> _TEXTE FOURNI_
========================================
SAGUENAY – Le projet d’une voie ferrée de 370 km entre Dolbeau-Mistassini et Baie-Comeau, a fait couler beaucoup d’encre dernièrement, avec l’annonce par le gouvernement du Canada d’une subvention de 7,5 M$, qui porte à 15 M$ l’aide totale pour la réalisation des études de faisabilité de ce projet nord-côtier et piloté par Innovation et Développement Manicouagan. (Québec avait déjà réservé 7,5 M$ dans son premier budget).

J’ai pris acte de la réaction, tardive, mais incontournable, de quelques décideurs régionaux qui ont finalement dénoncé un projet qui, à mon sens, ne tient pas la route et qui est surtout propice à diviser les deux régions voisines que sont la Côte-Nord et le Saguenay–Lac-Saint-Jean. Je m’explique. Puisqu’il passerait à 50 km au sud du site d’Arianne Phosphate, plusieurs intervenants qui appuient QcRail avancent que la minière serait avantagée d’utiliser ce tronçon pour transporter son concentré d’apatite.
========================================
> _LISTE DES DONNÉES_

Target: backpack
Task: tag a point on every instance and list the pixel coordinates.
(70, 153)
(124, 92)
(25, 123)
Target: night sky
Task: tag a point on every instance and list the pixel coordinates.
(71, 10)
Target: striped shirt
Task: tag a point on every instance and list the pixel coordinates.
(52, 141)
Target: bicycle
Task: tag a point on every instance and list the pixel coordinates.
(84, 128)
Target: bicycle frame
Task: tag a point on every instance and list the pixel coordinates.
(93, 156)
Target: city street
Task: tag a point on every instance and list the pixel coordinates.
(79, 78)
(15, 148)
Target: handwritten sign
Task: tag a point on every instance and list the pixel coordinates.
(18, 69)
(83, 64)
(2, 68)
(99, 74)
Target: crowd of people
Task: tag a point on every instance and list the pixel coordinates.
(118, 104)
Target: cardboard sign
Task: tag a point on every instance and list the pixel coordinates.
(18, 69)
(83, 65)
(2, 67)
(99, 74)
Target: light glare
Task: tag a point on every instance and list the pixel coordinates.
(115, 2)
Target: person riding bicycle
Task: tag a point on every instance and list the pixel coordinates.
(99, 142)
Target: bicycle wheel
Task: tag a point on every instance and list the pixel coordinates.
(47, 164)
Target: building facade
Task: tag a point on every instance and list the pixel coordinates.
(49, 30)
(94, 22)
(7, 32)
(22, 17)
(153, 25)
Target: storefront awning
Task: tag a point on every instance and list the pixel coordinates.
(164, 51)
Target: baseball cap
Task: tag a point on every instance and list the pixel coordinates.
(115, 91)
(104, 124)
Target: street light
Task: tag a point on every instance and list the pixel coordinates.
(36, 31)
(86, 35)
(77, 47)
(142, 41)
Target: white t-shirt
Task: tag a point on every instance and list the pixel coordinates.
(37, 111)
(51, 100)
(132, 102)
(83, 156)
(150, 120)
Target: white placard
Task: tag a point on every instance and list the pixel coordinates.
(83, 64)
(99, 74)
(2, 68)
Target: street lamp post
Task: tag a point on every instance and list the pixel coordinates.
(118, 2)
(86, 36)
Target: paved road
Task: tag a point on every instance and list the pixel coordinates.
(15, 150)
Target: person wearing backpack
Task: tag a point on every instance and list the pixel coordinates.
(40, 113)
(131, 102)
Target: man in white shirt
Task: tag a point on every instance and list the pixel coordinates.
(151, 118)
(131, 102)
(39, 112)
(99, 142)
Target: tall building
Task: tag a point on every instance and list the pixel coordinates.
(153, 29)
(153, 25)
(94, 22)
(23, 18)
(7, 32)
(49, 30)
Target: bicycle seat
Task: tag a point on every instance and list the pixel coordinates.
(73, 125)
========================================
> _OBJECTIF A_
Restituez mot pour mot, dans le texte sur le projet de voie ferrée, tout ce qui va de « J’ai pris acte » jusqu'à « son concentré d’apatite. ».
> _OBJECTIF B_
D'après le texte sur le projet de voie ferrée entre Dolbeau-Mistassini et Baie-Comeau, à quelle distance du site d'Arianne Phosphate le tracé passerait-il ?
> _OBJECTIF C_
Rédigez la suite du texte sur le projet de voie ferrée entre Dolbeau-Mistassini et Baie-Comeau, en reprenant après sa dernière phrase.

> _RÉSULTAT ATTENDU A_
J’ai pris acte de la réaction, tardive, mais incontournable, de quelques décideurs régionaux qui ont finalement dénoncé un projet qui, à mon sens, ne tient pas la route et qui est surtout propice à diviser les deux régions voisines que sont la Côte-Nord et le Saguenay–Lac-Saint-Jean. Je m’explique. Puisqu’il passerait à 50 km au sud du site d’Arianne Phosphate, plusieurs intervenants qui appuient QcRail avancent que la minière serait avantagée d’utiliser ce tronçon pour transporter son concentré d’apatite.

> _RÉSULTAT ATTENDU B_
À 50 km au sud du site d'Arianne Phosphate.

> _RÉSULTAT ATTENDU C_
Peut-être. Si les deux projets étaient en synchronie. Mais à la vitesse où se réalisent les grands développements au Québec, le rail vers Baie-Comeau, si jamais il se réalise, sera livré, au mieux, dans dix ans. Arianne ne pourra pas attendre jusque-là, alors que sa mine sera probablement en opération au cours des prochains mois. Qui plus est, l’entreprise a obtenu toutes les autorisations pour son transport par camion vers le port prévu sur la rive nord du Saguenay, qui lui aussi été avalisé par l’Agence canadienne d’évaluation environnementale.

Notre réseau routier hors-norme fait très bien l’affaire

Et les autres minières? Le Nord-du-Québec profite déjà d’un réseau routier hors norme extraordinairement bien développé et qui pourrait facilement atteindre le nouveau port sur la rive nord. Il a coûté des centaines de millions de dollars au cours des dernières décennies et a demandé des efforts de titan à réaliser. Pourquoi ne pas en profiter davantage, si d’autres projets miniers se concrétisent?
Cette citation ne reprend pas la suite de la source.